## WHAT THIS TASK INVOLVES
Keep every word of the listing and drop the images when you write it out.

## DATASET RECORDS

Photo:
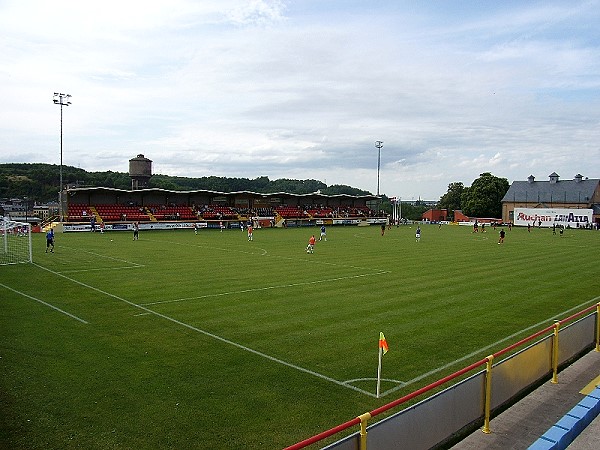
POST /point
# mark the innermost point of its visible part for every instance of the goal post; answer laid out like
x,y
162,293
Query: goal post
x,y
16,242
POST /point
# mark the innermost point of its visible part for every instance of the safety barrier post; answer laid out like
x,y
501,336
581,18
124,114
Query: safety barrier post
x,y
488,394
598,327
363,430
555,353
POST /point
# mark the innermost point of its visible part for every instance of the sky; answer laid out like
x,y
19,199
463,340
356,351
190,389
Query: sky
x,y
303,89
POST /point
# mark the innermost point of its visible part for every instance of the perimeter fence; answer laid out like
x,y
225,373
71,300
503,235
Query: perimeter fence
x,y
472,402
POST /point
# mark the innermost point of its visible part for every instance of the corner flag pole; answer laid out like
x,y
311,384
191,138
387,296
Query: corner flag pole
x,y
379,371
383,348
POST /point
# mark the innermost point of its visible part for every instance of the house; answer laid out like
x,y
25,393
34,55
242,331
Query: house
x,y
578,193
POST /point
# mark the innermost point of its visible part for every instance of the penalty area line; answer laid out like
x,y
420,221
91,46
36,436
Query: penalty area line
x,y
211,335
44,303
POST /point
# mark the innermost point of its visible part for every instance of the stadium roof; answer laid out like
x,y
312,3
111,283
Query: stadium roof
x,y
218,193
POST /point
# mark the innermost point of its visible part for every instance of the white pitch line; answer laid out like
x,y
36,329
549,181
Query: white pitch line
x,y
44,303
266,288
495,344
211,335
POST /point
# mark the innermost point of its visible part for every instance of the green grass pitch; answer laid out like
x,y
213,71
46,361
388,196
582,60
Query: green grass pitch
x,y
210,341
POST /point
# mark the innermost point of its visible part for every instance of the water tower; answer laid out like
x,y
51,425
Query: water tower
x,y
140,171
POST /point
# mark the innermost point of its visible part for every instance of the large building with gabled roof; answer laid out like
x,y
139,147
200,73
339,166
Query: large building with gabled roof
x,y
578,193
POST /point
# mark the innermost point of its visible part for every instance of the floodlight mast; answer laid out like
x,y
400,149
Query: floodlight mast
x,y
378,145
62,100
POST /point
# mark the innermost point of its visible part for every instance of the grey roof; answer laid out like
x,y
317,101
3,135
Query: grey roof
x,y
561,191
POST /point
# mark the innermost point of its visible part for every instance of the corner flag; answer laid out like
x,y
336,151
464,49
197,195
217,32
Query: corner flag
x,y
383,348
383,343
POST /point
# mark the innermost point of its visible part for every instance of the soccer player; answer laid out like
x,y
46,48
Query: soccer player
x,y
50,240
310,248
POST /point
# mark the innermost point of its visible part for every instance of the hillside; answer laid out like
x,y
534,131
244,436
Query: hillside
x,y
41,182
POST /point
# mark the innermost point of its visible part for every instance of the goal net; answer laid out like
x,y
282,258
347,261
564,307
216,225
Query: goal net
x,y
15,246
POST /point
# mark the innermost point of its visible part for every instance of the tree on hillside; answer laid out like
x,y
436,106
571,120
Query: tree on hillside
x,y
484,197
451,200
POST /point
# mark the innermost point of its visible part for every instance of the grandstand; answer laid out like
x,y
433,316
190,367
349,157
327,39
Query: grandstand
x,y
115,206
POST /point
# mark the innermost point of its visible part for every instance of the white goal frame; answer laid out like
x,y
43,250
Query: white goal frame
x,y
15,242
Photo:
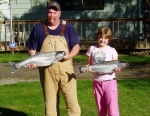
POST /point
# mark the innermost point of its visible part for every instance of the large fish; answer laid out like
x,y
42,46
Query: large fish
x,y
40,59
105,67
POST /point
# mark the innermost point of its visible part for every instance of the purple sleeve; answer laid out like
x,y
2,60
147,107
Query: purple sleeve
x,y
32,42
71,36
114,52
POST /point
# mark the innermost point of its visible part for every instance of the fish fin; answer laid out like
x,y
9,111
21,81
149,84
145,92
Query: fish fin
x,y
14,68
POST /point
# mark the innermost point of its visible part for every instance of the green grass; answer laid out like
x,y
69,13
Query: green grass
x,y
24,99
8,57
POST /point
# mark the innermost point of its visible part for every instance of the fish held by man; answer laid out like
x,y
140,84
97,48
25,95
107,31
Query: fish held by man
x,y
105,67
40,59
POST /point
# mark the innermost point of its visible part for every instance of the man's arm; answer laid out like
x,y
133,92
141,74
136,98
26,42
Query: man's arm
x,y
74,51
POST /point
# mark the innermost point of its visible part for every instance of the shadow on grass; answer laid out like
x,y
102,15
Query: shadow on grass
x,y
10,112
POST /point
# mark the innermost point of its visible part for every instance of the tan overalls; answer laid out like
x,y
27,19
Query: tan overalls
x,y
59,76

## COMPLETED TASK
Photo:
POST /point
# mark the innermost point of its visible part for every instance of the goal post; answer laid out like
x,y
162,293
Query: goal post
x,y
16,242
POST /point
# mark the innermost point of its visible part for every instance of the safety barrier post; answer laid out like
x,y
501,336
581,18
124,114
Query: safety barrier post
x,y
488,394
598,327
363,430
555,353
POST /point
# mark the innermost point of its visible part for every instance of the sky; answer laid out like
x,y
19,199
463,340
356,351
190,389
Query: sky
x,y
303,89
POST /point
# mark the innermost point of its visible part for every instance of the perimeter fence; answer laid out like
x,y
225,373
71,300
503,235
Query: perimeter fence
x,y
472,402
POST /point
# mark the innermost point of its visible part for every instance of the corner flag pole; answer laid out like
x,y
311,384
191,138
387,296
Query: corner flag pole
x,y
379,371
383,348
POST /point
# mark the innermost point of its visible part for every instance of the house; answer laid out like
x,y
25,393
34,55
242,331
Query: house
x,y
578,193
POST /point
# mark the innermost point of its visible part for every instance of the penalty area line; answer laid out like
x,y
420,221
91,46
36,436
Query: penalty area line
x,y
211,335
44,303
POST /point
# mark the innermost point of its visible part for every instance of the stadium roof; answer laid out like
x,y
312,3
111,283
Query: stadium roof
x,y
218,193
POST /point
# mark the innermost point of its visible part for every instance of the white pitch line; answer laid out like
x,y
36,329
549,181
Query: white pitch line
x,y
44,303
266,288
495,344
211,335
POST /point
# mark the innermost point of its visible part for every instance of the green grass pitch; answer laid out like
x,y
213,71
46,361
388,196
582,60
Query: green grass pitch
x,y
210,341
POST /point
# mark the innermost point of its visible part for every instance of the water tower; answer laid out like
x,y
51,425
Query: water tower
x,y
140,171
POST /point
# mark the innermost point of its visible part for every instance of the large building with gabled roof; answer laid out like
x,y
139,147
200,73
339,166
Query: large building with gabled roof
x,y
578,193
POST /point
# mark the innermost point of its visible part for every instance of the floodlight mast; answer laid out like
x,y
400,149
Query: floodlight mast
x,y
378,145
62,100
POST /point
# mark the innermost point of its visible part for every instance of the grey roof; answer laid out like
x,y
317,101
3,135
Query: grey roof
x,y
561,191
POST /point
# mark the innermost point of its visible part for every instance of the corner flag; answer laid out like
x,y
336,151
464,49
197,195
217,32
Query: corner flag
x,y
383,348
383,343
POST /point
# mark the innermost point of its visible part for every instance of the soccer player; answer laid out like
x,y
46,48
Query: soccer player
x,y
50,240
310,248
POST /point
# mark the innermost point of its visible part for every instance of the hillside; answer laid out like
x,y
534,131
244,436
Query: hillside
x,y
41,182
POST /point
# mark the innermost point of its visible part for every instance of the goal net; answer laid out like
x,y
282,258
347,261
564,307
216,225
Query: goal net
x,y
15,246
POST /point
# mark the innermost point of its visible part for every instance of the tree on hillside; answer laid out like
x,y
436,106
571,120
Query: tree on hillside
x,y
484,197
451,200
POST /point
# mark the innermost point of its visible part for every instance of the grandstand; answer laid out like
x,y
433,316
190,367
349,157
327,39
Query: grandstand
x,y
115,206
POST /point
# mark the innermost point of its visible part for every instance of the white goal frame; answer laid out like
x,y
43,250
Query: white goal frame
x,y
15,242
Photo:
POST /point
# mark the innermost point of its visible part for every instance of the large fish; answer laid out like
x,y
42,46
Query: large fish
x,y
40,59
105,67
POST /point
# mark the innermost point of its visible part for every instance of the purple sleeve; answer laid out like
x,y
2,60
147,107
Query: purple sleeve
x,y
32,42
71,36
114,52
POST /point
# mark the innermost point of its visible part for every instance of the fish fin; answer laid out like
x,y
9,111
21,81
149,84
145,92
Query: fish fin
x,y
14,68
POST /point
# mark the innermost point of its visible part for every instance of the green grass; answer laid out like
x,y
69,13
Query: green grass
x,y
24,99
8,57
POST /point
# mark the innermost point of its visible part for every instance of the fish held by man; answer laid out like
x,y
140,84
97,48
25,95
107,31
Query: fish held by man
x,y
105,67
40,59
POST /point
# mark the innermost point of its visible part for every instance of the man's arm; answer laid out like
x,y
133,92
141,74
136,98
26,42
Query: man's arm
x,y
74,51
POST /point
# mark the innermost point of its visible part for every instance of the shadow on grass; answer laid out like
x,y
102,15
Query: shadow on grass
x,y
10,112
POST /point
# mark the innermost point of its visible part for every instance of the tan overalls; answer laid out like
x,y
27,19
Query: tan overalls
x,y
59,76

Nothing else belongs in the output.